_Items from a data source_
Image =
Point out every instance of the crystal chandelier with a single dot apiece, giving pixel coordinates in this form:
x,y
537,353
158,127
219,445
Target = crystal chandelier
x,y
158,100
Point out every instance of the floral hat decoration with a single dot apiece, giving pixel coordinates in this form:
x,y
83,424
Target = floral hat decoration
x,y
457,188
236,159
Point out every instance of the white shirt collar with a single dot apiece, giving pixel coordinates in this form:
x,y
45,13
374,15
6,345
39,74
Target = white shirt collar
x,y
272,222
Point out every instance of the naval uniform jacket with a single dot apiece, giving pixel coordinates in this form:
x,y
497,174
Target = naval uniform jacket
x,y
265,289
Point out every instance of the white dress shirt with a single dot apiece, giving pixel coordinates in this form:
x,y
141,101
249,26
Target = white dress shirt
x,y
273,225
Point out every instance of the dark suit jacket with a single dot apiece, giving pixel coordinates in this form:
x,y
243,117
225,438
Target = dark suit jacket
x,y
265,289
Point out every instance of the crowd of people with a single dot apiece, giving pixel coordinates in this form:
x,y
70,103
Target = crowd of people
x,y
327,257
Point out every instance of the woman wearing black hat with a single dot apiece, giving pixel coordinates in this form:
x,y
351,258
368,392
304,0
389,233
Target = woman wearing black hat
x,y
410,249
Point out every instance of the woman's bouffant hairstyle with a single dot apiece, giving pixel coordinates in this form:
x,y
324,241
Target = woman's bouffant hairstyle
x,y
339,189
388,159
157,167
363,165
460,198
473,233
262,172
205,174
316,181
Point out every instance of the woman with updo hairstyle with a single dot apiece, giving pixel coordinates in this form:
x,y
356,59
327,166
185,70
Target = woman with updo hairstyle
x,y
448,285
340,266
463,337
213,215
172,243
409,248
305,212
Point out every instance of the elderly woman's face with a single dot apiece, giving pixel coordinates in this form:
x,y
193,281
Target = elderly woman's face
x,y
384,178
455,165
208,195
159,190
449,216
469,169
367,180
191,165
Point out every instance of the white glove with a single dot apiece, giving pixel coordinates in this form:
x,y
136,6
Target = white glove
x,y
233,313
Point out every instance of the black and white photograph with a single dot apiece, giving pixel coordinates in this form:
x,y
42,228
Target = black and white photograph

_EXERCISE INSTRUCTIONS_
If a line in the data above holds the word "photograph", count it, and give only the final number.

_RESPONSE AREA_
2